_Prompt A_
Could you copy the stretch from "Timing is the" through "ended play early." in the match report, word for word?
_Prompt B_
How would you translate this sentence from the match report into Spanish: "Virat Kohli’s innings was as much about heart as ability."

_Page extract_
····················
Resilient Kohli delights with big, fluent century
After an early jolt, South Africa builds on a narrow lead on a rain-affected third day
Virat Kohli’s innings was as much about heart as ability. As much about flair as substance.
Timing is the essence for Kohli. He not only meets the ball from the sweet portion of his willow but times his performances when his team needs him most.
Kohli’s 153 in an adverse situation saw him fighting the fires that threatened to consume the innings. His was an innings of character and resilience.
India got to 307, just 28 runs behind South Africa’s first innings effort on the third day of the second Test at SuperSport Park. Then, the host, after being jolted early by a fiery Jasprit Bumrah, was 90 for two in its second innings when bad light, after a spell of rain, ended play early.
A.B. de Villiers (50), stroking with a lightness of feet and deft touch, and a battling Dean Elgar (36) were at stumps.
Change in surface
The dry surface here, more sub-continental than South African in nature, could give increasing purchase to R. Ashwin, so impressive with his control and variety in the South African first innings, on day four.
And a few developing cracks from one end could enable the seamers send down effective cutters too. If India strikes early on Tuesday, this game might have many possibilities.
Bumrah sent down an inspired spell. He took out Aiden Markram and big fish Hashim Amla with deliveries that came back sharply.
····················
_Extracted entries_
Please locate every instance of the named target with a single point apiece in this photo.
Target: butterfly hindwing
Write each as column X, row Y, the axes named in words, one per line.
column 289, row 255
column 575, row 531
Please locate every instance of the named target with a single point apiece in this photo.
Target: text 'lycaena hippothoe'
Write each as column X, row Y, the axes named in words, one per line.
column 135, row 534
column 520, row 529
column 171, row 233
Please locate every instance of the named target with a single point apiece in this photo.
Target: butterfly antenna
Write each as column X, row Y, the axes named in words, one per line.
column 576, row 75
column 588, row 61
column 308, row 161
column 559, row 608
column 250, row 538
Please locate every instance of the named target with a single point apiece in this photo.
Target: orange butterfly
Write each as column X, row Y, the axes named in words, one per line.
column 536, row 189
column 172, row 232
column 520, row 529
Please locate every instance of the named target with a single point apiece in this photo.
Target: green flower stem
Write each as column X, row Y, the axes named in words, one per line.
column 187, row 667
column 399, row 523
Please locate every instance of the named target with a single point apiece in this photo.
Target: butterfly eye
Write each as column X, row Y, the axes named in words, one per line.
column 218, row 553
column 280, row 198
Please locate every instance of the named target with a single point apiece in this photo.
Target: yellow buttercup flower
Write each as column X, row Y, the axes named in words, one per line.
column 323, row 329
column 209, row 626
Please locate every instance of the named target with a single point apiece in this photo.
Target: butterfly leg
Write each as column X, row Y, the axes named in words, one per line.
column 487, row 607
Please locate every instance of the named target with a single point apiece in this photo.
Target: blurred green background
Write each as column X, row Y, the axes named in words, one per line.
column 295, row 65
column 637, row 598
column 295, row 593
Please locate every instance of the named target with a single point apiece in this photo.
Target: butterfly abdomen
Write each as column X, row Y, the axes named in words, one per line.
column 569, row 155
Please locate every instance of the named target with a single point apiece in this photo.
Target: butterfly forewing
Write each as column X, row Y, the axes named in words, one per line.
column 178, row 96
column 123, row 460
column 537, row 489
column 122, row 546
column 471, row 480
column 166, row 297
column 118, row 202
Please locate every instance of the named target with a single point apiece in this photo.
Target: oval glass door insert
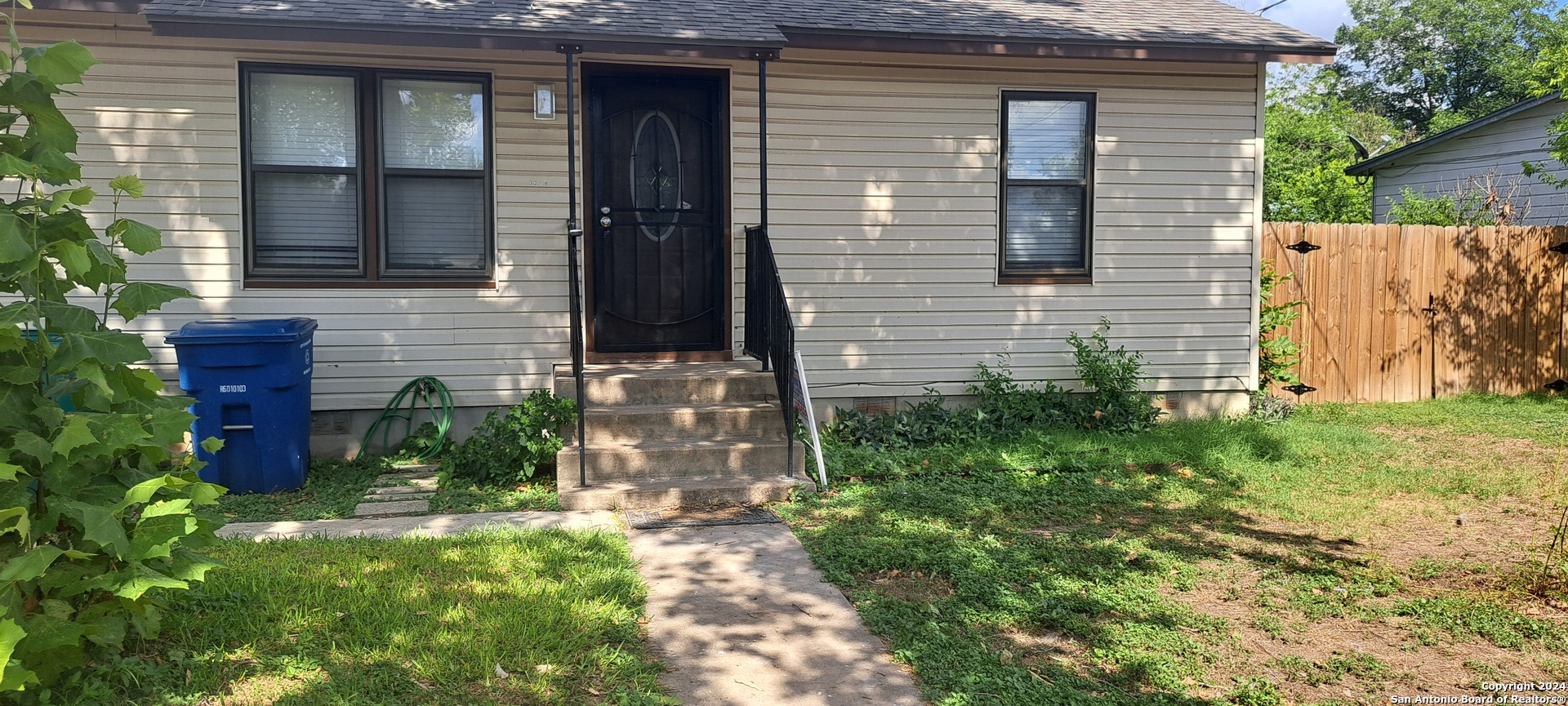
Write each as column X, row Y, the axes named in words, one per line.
column 656, row 175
····················
_Response A_
Timing is the essence for Kohli. He not only meets the ball from the sweet portion of his willow but times his performances when his team needs him most.
Kohli’s 153 in an adverse situation saw him fighting the fires that threatened to consume the innings. His was an innings of character and resilience.
India got to 307, just 28 runs behind South Africa’s first innings effort on the third day of the second Test at SuperSport Park. Then, the host, after being jolted early by a fiery Jasprit Bumrah, was 90 for two in its second innings when bad light, after a spell of rain, ended play early.

_Response B_
La entrada de Virat Kohli fue tanto cuestión de corazón como de habilidad.